Because of all these factors, I expect Chinese growth to slow somewhat over the next decade, but also to maintain a pace well above most other middle-income countries. It is still on course to become fully developed country, albeit it will take China a bit longer than more free market places like Singapore, Hong Kong and Taiwan.
PS. One way to understand China is to read this story about some determined Chinese peasants who built a 6-mile irrigation canal through three mountains, and then watch this amusing one-minute youtube video.
It’s all the same country.
READER COMMENTS
jc
Jul 3 2017 at 3:01pm
Sorry to open w/ a somewhat tangential reply, but Doug North seemed to be screaming at the top of his lungs for scholars throughout the social sciences to form a unified theory of institutions that showed how informal institutions (e.g., culture, or McCloskey’s or Mokyr’s “virtues” or “ideas”) and other factors (e.g., historical events, Ridley’s “ripenings”, fossil fuels, etc.) shape formal institutions.
Many formal rules are reflections of informal norms, lagging indicators that then help propel us forward (i.e., they do more than just indicate). And if they’re durable (e.g., inertia or with aligned special interests that piggy-back on them), then even if culture shifts, the incentives embedded within the formal institutions may still offer positive behavioral prods. (Or negative ones, in the case of enduring growth-inhibiting rules.)
And the formal and informal often conflict or complement, e.g., it’s not always culture vs. laws or simple, isolated linear effects…it’s complex behavioral systems.
You could even bring in an element of biology or, at least, sociobiology or studies of evolved cognitive biases or preferences, if you wanted to create a true Theory of Everything Institutional. Lots of parallel streams that never talk to each other are often redundant, but often also full of information could be nicely integrated to create a general theory.

#### [DATASET]
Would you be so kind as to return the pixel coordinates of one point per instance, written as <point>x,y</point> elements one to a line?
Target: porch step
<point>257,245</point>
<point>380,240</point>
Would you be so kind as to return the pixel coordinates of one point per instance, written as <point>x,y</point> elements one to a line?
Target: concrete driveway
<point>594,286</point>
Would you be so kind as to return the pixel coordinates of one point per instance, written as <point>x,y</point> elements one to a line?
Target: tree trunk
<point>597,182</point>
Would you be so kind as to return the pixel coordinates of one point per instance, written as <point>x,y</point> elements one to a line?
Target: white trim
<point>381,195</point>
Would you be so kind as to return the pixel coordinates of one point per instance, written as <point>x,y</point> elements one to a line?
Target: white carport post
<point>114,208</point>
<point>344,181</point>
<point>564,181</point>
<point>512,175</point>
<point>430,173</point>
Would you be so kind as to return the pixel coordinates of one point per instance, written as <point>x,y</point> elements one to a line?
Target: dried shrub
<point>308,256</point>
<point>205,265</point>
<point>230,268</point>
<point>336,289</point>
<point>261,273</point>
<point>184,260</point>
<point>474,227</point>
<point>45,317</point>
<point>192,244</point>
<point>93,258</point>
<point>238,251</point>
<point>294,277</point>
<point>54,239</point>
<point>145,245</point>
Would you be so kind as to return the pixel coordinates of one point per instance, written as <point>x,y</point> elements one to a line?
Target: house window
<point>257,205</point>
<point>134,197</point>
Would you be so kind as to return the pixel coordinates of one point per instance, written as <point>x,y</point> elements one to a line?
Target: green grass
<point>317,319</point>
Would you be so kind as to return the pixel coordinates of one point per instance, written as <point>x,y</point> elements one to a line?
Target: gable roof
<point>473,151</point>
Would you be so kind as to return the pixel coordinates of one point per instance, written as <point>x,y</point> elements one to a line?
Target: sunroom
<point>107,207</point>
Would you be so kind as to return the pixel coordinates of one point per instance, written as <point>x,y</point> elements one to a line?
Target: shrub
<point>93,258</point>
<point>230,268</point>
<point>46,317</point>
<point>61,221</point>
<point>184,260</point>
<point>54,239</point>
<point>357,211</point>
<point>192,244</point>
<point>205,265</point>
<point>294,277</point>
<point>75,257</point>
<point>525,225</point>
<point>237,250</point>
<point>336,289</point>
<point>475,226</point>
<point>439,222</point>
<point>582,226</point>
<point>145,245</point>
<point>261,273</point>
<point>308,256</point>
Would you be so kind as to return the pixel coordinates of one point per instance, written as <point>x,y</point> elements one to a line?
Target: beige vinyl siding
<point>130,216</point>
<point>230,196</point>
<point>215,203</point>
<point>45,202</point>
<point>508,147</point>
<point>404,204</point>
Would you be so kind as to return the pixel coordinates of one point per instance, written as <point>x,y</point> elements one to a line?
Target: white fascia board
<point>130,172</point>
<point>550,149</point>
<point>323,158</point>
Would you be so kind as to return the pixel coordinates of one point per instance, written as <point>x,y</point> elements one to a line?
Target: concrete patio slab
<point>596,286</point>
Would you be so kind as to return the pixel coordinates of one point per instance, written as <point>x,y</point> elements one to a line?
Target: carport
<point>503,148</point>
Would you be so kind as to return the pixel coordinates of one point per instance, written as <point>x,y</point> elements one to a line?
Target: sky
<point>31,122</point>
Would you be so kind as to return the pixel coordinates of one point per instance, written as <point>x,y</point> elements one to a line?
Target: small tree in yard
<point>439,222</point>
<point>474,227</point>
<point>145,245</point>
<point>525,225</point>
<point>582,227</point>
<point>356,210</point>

#### [PARTS OF THE EXERCISE]
**1)** Answer these from the text on China's growth:
(a) What did the Chinese peasants in the story build?
(b) Which places does the writer name as more free market than China?
(c) When was the comment from jc posted?
**2)** In the text on China's growth, the comment says formal institutions can still give positive behavioral prods even after culture shifts. Explain why, using the reason the comment gives.
**3)** Write the next part of the text on China's growth, picking up after its final sentence.

#### [ACTIVITY ANSWERS]
**1)**
(a) A 6-mile irrigation canal through three mountains.
(b) Singapore, Hong Kong and Taiwan.
(c) Jul 3 2017 at 3:01pm.

**2)** Formal institutions can be durable, kept in place by inertia or by aligned special interests that piggy-back on them. So the incentives built into those rules can keep acting on behavior after the informal norms that produced them have changed.

**3)**
(Of course, sometimes certain elements are actually antagonist towards each other, e.g., some sociology-based institutional theorists who dislike anything smacking of biology or efficiency, such as Pop Ecology, or referring to “mimetic isomorphism” by its other more common name, “herd instinct”…which does, btw, have its own embedded logic, i.e., sometimes the “irrational” has underpinnings that are, or at least were, quite rational at the level of evolutionary logic.)
The thing is…there’s nowhere to publish this stuff. Maybe a book. I bet interesting models already exist in people’s file drawers.
Scott Sumner
Jul 3 2017 at 8:39pm
jc, I’m skeptical as to whether anyone will ever be able to come up with a unified theory of institutions. The world is simply too complex.
Todd Kreider
Jul 4 2017 at 3:39am
Japan had caught up to the U.K. in 1980 and France in 1989 and have held about even up to now. South Korea is almost there as well.
Japan and the U.S. have grown at roughly the same rate since 1991 except for a small slide in the early 90s and the period from 1996 to 2000 when the U.S. grew strongly but Japan averaged 0% those five years.
According to the OECD, Japan’s GDP per capita was at
86% that of the U.S. in 1991,
83% that of the U.S. in 1996
73% that of the U.S. in 2000
72% that of the U.S. in 2007 before the recession 72% that of the U.S in 2016
I’d argue that a major difference between Japan and U.S growth over the past 25 years was that the 1997 East Asian financial crisis hit Japan hard and didn’t affect the U.S. very much.
Miguel Madeira
Jul 4 2017 at 5:10am
Perhaps both “culture” and “institutions” could be considered simply as subtypes of “QWERTY”?